▶ **Passage shown**:
Persistent Identifier Practice for Big Data Management at NCI

Jingbo Wang; Nicolas Car; Ben Evans; Kashif Gohar; Claire Trenham; Lesley Wyborn

Motivation

NCI data management provides various Uniform Resource Locator URLs for users to query databases, access datasets through different service endpoints. However, URLs themselves are often fragile and suffer broken links if files are relocated. Furthermore, it becomes unmanageable when URLs are released and used for references that later become broken. When this happens, it is not practical to inform all users and ask them to update the URLs. What is worse, for most use cases, we do not know who is using our URLs, as many of our data collections are available via open access and do not require authentication or acknowledgement of the license. The URLs are distributed in multiple places, making it difficult to track and make updates. To ensure our infrastructure is not vulnerable to unstable URLs, the persistent identifier is used to guarantee that URLs exist that are robust and available throughout their life cycle, and thereby provides good quality data services. The persistence of the Uniform Resource Identifier (URI) is one of the critical components established and offered at NCI that users can trust.

Apart from preventing broken links, PIDs have a few other benefits. When completing the metadata information, the PID name convention used to mint a URI is predictable even when the URI is not ready yet. In addition, the predicted pattern of the URI makes programmatic access easier to control. In contrast to usually lengthy URLs of some service endpoints, PIDs can make URIs concise and neat. PIDs are scalable so that the mapping between URLs and PIDs can be managed through a programmatic approach.

▶ **Extracted information**:
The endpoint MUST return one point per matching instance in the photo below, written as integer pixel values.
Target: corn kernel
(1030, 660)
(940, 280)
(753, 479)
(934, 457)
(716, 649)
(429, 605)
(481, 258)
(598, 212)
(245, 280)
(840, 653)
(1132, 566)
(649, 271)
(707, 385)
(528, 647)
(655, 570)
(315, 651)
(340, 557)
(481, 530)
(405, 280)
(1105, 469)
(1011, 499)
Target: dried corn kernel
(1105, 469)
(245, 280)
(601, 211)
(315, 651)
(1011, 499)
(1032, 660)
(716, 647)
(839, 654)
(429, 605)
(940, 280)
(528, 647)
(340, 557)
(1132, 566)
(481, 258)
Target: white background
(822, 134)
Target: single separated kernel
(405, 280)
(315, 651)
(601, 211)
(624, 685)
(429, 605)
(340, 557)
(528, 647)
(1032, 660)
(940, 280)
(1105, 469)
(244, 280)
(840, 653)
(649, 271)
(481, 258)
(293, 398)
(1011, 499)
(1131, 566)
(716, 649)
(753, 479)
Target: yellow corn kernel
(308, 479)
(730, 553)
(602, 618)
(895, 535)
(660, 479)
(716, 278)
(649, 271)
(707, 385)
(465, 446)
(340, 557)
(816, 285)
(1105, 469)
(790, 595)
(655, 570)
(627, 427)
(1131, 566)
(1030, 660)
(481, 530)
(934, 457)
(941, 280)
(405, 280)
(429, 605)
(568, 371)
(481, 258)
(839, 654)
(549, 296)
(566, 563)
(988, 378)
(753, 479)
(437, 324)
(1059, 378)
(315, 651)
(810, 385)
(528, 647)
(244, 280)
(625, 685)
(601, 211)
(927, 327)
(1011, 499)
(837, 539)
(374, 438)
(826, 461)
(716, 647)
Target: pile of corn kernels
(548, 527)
==
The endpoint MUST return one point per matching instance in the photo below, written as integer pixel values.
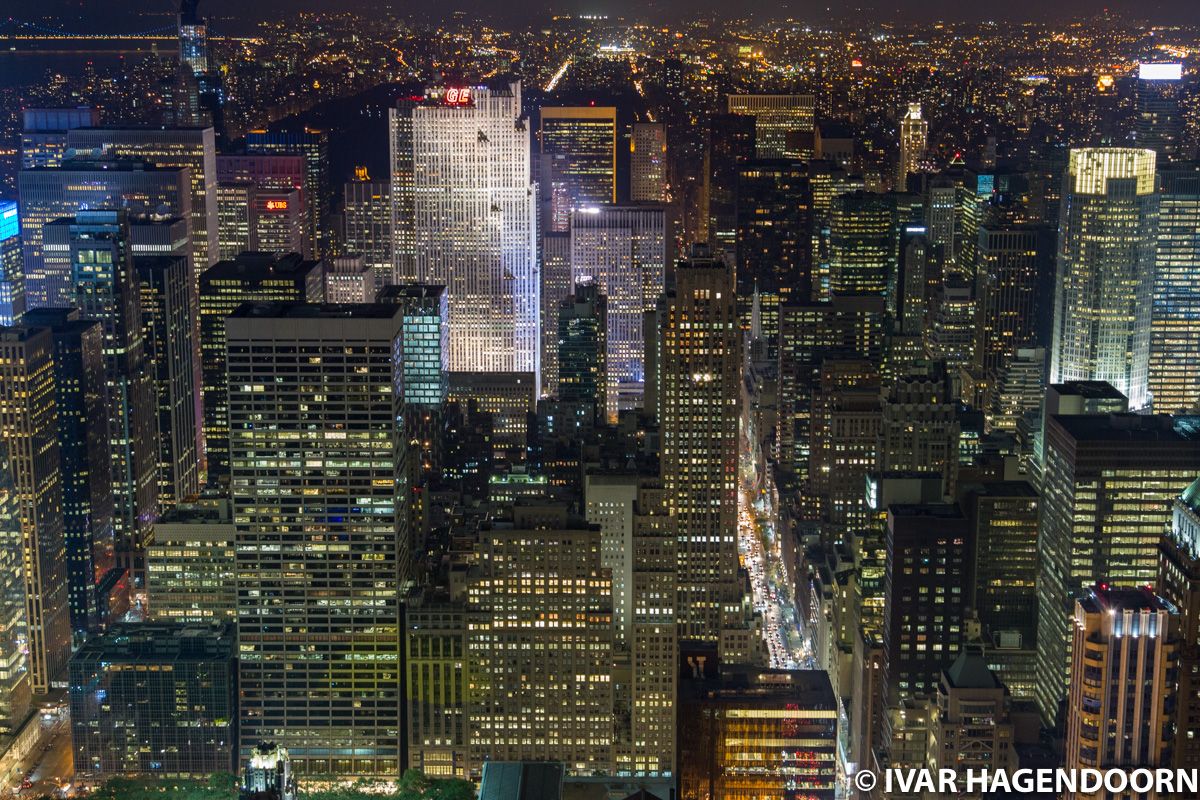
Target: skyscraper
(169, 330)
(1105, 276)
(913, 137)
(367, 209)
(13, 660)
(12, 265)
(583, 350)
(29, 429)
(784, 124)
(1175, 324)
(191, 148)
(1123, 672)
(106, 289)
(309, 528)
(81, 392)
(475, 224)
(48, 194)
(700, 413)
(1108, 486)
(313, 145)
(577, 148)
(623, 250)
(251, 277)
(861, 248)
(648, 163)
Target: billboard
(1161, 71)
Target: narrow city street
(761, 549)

▶ **Task instructions**:
Can you copy out the whole passage on persistent identifier practice at NCI, word for word? You won't need the data.

▶ **Task response**:
Persistent Identifier Practice for Big Data Management at NCI

Jingbo Wang; Nicolas Car; Ben Evans; Kashif Gohar; Claire Trenham; Lesley Wyborn

Motivation

NCI data management provides various Uniform Resource Locator URLs for users to query databases, access datasets through different service endpoints. However, URLs themselves are often fragile and suffer broken links if files are relocated. Furthermore, it becomes unmanageable when URLs are released and used for references that later become broken. When this happens, it is not practical to inform all users and ask them to update the URLs. What is worse, for most use cases, we do not know who is using our URLs, as many of our data collections are available via open access and do not require authentication or acknowledgement of the license. The URLs are distributed in multiple places, making it difficult to track and make updates. To ensure our infrastructure is not vulnerable to unstable URLs, the persistent identifier is used to guarantee that URLs exist that are robust and available throughout their life cycle, and thereby provides good quality data services. The persistence of the Uniform Resource Identifier (URI) is one of the critical components established and offered at NCI that users can trust.

Apart from preventing broken links, PIDs have a few other benefits. When completing the metadata information, the PID name convention used to mint a URI is predictable even when the URI is not ready yet. In addition, the predicted pattern of the URI makes programmatic access easier to control. In contrast to usually lengthy URLs of some service endpoints, PIDs can make URIs concise and neat. PIDs are scalable so that the mapping between URLs and PIDs can be managed through a programmatic approach.